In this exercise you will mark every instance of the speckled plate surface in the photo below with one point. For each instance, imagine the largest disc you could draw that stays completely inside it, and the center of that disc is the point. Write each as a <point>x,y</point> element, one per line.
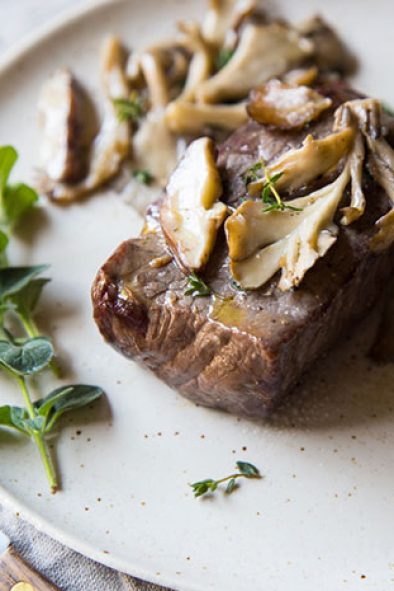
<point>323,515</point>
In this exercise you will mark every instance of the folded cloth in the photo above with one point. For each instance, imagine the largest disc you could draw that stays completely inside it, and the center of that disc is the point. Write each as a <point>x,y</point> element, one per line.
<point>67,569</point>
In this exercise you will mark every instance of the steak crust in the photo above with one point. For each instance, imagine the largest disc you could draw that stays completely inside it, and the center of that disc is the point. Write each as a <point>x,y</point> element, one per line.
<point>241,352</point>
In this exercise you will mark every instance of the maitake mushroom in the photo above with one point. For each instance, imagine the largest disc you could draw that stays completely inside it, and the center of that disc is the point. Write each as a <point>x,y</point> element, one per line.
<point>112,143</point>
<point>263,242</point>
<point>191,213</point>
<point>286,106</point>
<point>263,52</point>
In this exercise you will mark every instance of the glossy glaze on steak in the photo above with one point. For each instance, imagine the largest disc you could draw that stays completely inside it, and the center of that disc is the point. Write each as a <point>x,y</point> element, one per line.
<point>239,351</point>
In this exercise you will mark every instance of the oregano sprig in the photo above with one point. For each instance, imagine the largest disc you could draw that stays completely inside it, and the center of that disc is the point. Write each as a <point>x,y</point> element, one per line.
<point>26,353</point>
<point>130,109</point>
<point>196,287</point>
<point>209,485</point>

= = = = = = =

> [What you are asked to do]: Word for word, restate the records above and drop the pictures.

> [Solution for this problem]:
In this exercise you will mark every instance of the speckled plate surface in the photo below with one point. For each instance, imagine the largest disc you could draw that stays completely inside it, and the center of that disc is the point. Write each as a <point>x,y</point> element, one per line.
<point>323,515</point>
In this exercise you will mark every instance of the folded cloth in the photo above with one point. For each instance, imagine the largest disc you could draw that stays completely inside it, and the center of that disc is the point. Write each as a <point>x,y</point> element, one per line.
<point>67,569</point>
In this exercise you will mark every instance of the steak crust in the photo above with one point. For each instance, imagine the largest disc you could draw that stays completely inside it, and the center of that disc is the point. Write each as a <point>x,y</point> element, one per line.
<point>241,352</point>
In this exercise you will mark every instance of the maitake mushroom in the photo above with one point. For each instance, imagine the largest disc you could draw that stays completely inside it, and the center of that disc is the point. Write each as a <point>x,y</point> element, one per line.
<point>112,143</point>
<point>263,242</point>
<point>191,213</point>
<point>286,106</point>
<point>263,52</point>
In this exercise you will mark every instance of the glossy glaze on steak in the photo above with one point. For each instance, imagine the largest disc you could draw that stays completely inside it, and the center of that disc is the point. Write each as a <point>x,y</point> element, one per line.
<point>239,351</point>
In this exercise you will mark every instance of the oregano sprig in the photo above with one point. For each instance, imagine the largest disc you could draw that stays completely inside it, and the center of that disc is the point. Write each as a <point>x,y</point> element, one per line.
<point>26,353</point>
<point>130,109</point>
<point>196,287</point>
<point>209,485</point>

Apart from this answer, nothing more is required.